***** Excerpt provided

Joss Whedon is my hero. Because, in addition to being brilliant, multi-talented, and hilarious, he is insansely fearless. He will write things into a script that I don’t think anyone else writing for television right now would dare to – assuming they could think of them.

Consider the Season 2 premiere of Dollhouse. It’s been hours since I watched and I think my eyes are still bulging a little bit. Because that was freaking ridiculous.

I will be the first person to admit that the first season of this show was far from stellar. It was clever, and the story was highly intriguing, but the sad fact of it is that the show just didn’t get exciting until the last few episodes. There’s only so much patience for “Now Echo’s a sexy librarian. Now Echo’s a blind prophet. Now Echo’s a dominatrix. Now Echo’s a master thief. Now Echo’s somebody’s dead wife.” The doll schtick over-stayed its welcome as the central issue. The Paul Ballard angle of the story was far more fascinating, but it was sidelined for the majority of the season and, if you ask me, that was not the strongest choice that could have been made. Another thing that the first half of Dollhouse suffered from more often than not was a shortage of that quirky, reliable Whedon humor. The argument could be made that it doesn’t fit with the overall tone of the show. I would counter that argument with every other Joss Whedon show. Things get very dark, but there’s always a moment for a good wisecrack.

**********
***** Provided records

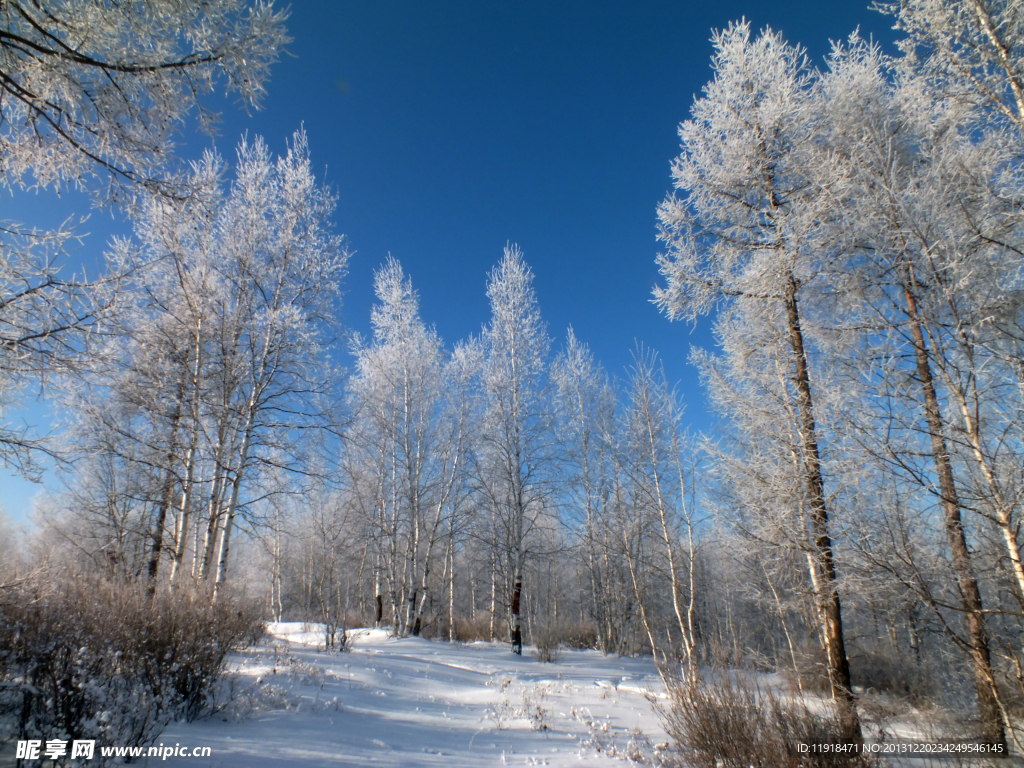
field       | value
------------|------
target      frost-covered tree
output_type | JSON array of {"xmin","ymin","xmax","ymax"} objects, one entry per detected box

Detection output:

**********

### Exercise tasks
a. Reproduce everything in the Dollhouse post from "Consider the Season" down to "was freaking ridiculous.", switching "premiere" to "opener".
b. Proceed with the Dollhouse post, picking up right after its final sentence.

### Outputs by task
a.
Consider the Season 2 opener of Dollhouse. It’s been hours since I watched and I think my eyes are still bulging a little bit. Because that was freaking ridiculous.

b.
It’s a bit depressing to think back about that. And I sort of feel like I’m betraying my religiuos faith or something. Thankfully, there is an enormous BUT at the end of that whole argument. There were some things wrong with a lot of the first season BUT

The final five episodes or so of Dollhouse really helped the show come into its own (brilliant guest work from Alan Tudyk helped, obviously). But most of the improvement came from faster-moving action, more attention to the longer term plotlines, and a good dose of peculiarity. Dollhouse finally showed what it was really about in those episodes, and even more in the thirteenth unaired episode. (If you haven’t seen that, I recommend you do so. It is masterful.) And now we have the Season 2 premiere, and the Dollhouse team really delivered.

Because I am a mad fangirl for this corner of the media universe, and also for Battlestar Galactica, I enjoyed the premiere probably more than the average individual. (Jamie Bamber and Alexis Denisof guest starring plus what looks like a temporary break from Amy Acker coming up? Yessssss!) But there were some other things that made this episode really solid that don’t come from the chickbatty part of my brain.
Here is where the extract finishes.